**Task to carry out:** Produce an exact copy of all the data below, dropping every image.

(Stored records)
▬▬▬▬▬▬

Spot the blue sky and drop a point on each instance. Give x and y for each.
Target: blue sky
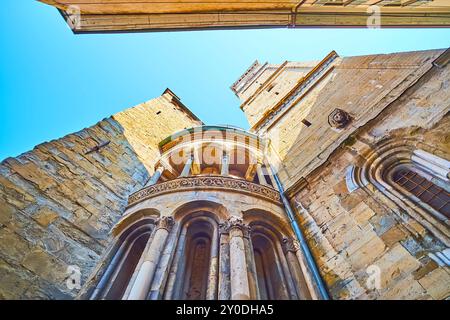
(53, 83)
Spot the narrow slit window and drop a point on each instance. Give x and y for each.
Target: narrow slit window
(431, 194)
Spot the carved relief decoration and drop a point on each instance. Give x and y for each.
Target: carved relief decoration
(207, 182)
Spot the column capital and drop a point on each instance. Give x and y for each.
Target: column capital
(290, 245)
(165, 223)
(223, 227)
(234, 223)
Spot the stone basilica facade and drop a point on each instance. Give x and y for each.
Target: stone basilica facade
(340, 190)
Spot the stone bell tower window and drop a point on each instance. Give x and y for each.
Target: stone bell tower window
(425, 190)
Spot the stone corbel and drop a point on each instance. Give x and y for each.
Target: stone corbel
(290, 245)
(339, 119)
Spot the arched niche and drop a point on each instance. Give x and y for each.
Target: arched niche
(123, 258)
(213, 209)
(194, 273)
(273, 276)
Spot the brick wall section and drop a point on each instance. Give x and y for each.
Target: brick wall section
(363, 87)
(57, 205)
(348, 232)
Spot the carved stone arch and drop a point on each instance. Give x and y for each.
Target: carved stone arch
(113, 275)
(214, 209)
(194, 270)
(271, 221)
(130, 219)
(381, 161)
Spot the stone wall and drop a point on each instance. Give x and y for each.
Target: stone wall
(58, 203)
(353, 233)
(361, 86)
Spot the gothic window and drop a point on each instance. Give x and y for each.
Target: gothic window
(425, 190)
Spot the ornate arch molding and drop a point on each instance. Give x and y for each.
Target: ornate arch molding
(262, 218)
(132, 219)
(192, 209)
(381, 161)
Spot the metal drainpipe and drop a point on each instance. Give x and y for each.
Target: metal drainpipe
(301, 239)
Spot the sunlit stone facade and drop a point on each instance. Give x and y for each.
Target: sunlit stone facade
(339, 190)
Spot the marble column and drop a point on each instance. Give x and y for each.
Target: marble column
(211, 292)
(251, 265)
(306, 288)
(141, 285)
(187, 166)
(224, 263)
(225, 166)
(240, 289)
(260, 173)
(155, 178)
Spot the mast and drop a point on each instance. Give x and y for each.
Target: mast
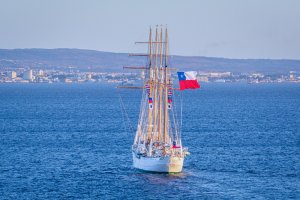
(160, 123)
(166, 89)
(150, 125)
(155, 86)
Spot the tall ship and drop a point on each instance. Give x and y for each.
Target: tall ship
(157, 145)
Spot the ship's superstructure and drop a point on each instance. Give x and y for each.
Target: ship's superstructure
(157, 144)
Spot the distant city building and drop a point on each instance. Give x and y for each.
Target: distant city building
(40, 73)
(89, 76)
(12, 74)
(202, 79)
(27, 75)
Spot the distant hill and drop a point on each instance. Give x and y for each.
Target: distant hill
(91, 60)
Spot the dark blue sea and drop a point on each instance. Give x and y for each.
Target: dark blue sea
(60, 141)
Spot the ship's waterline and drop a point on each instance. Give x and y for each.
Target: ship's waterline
(168, 164)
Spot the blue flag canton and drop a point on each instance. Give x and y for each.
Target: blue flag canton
(181, 76)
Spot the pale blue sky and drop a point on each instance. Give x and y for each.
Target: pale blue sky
(219, 28)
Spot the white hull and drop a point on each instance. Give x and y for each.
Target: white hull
(159, 164)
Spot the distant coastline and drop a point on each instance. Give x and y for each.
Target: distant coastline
(86, 66)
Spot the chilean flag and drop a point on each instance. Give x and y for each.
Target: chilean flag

▬▬▬▬▬▬

**Solution:**
Spot the blue sky and drop a point on each instance. Give x and y for each.
Target: blue sky
(53, 83)
Spot the narrow slit window and drop a point on each instance. Give x and y for each.
Target: narrow slit window
(431, 194)
Spot the carved relief decoration and drop a point on each instance. Give x and y for each.
Target: carved relief decoration
(207, 182)
Spot the column capital and drop a point on each instance. Give x and y for each.
Target: column capital
(290, 245)
(165, 223)
(223, 227)
(234, 223)
Spot the stone basilica facade and drop a point on each instance. Give x and y for each.
Target: stone basilica facade
(340, 190)
Spot the stone bell tower window and drop a point on each instance. Give x and y for each.
Target: stone bell tower window
(425, 190)
Spot the stone corbel and drop a point on each instance. Give x and y for each.
Target: stone corbel
(290, 245)
(339, 119)
Spot the arched niche and drop a point on each instance. Give x and y for each.
Target: arched niche
(123, 258)
(213, 209)
(194, 273)
(273, 276)
Spot the brick wall section and drop a point on each instance. Give x and y for each.
Target: brick wall section
(363, 87)
(57, 205)
(348, 232)
Spot the carved stone arch and drop a point on each instance. Give x and y for each.
Target: carved stone arch
(113, 275)
(214, 209)
(194, 270)
(271, 221)
(130, 219)
(381, 161)
Spot the stone wall and drop a point on each instance. Give x and y for each.
Target: stone wall
(58, 203)
(353, 233)
(361, 86)
Spot the gothic window and drop a point on each instance. Give x and y for each.
Target: gothic window
(425, 190)
Spot the ornate arch molding and drop a point on each instance. Give x and y for each.
Target: ornate arch molding
(262, 218)
(132, 219)
(192, 209)
(381, 161)
Spot the metal drainpipe and drop a point on each instance. Give x and y for each.
Target: metal drainpipe
(301, 239)
Spot the sunlit stone facade and drop a point on each instance. Give x and y for each.
Target: sunlit stone facade
(339, 190)
Spot the marble column and drop a point on each instance. Give x and y for each.
Target: marble column
(211, 292)
(251, 265)
(306, 288)
(141, 285)
(187, 166)
(224, 263)
(225, 166)
(240, 289)
(260, 173)
(155, 178)
Spot the mast and drop a point on each instance. Give x and y for each.
Target: mast
(160, 123)
(166, 89)
(150, 125)
(155, 86)
Spot the tall ship and drop a point on each instance. Give x and y for each.
Target: tall ship
(157, 145)
Spot the ship's superstructure and drop a point on each instance. Give x and y for each.
Target: ship's superstructure
(157, 144)
Spot the distant city building and drop a point on each instance. Give x and y for each.
Target: distant city building
(40, 73)
(89, 76)
(12, 74)
(202, 79)
(27, 75)
Spot the distant hill and drop a point on each instance. Give x and y for each.
Target: distant hill
(91, 60)
Spot the dark blue sea and drop a point on each instance. Give x and y for each.
Target: dark blue sea
(60, 141)
Spot the ship's waterline and drop a point on each instance. Give x and y for each.
Target: ship's waterline
(168, 164)
Spot the blue flag canton and drop a point on each instance. Give x and y for each.
Target: blue flag canton
(181, 76)
Spot the pale blue sky and drop a point on each instance. Give x and y for each.
Target: pale blue sky
(219, 28)
Spot the white hull and drop a point on each instance. Give x and y for each.
Target: white hull
(159, 164)
Spot the distant coastline and drop a point on each instance. Give x and y for each.
Target: distant coastline
(86, 66)
Spot the chilean flag and drop a point on each instance. Give x and y for each.
Target: chilean flag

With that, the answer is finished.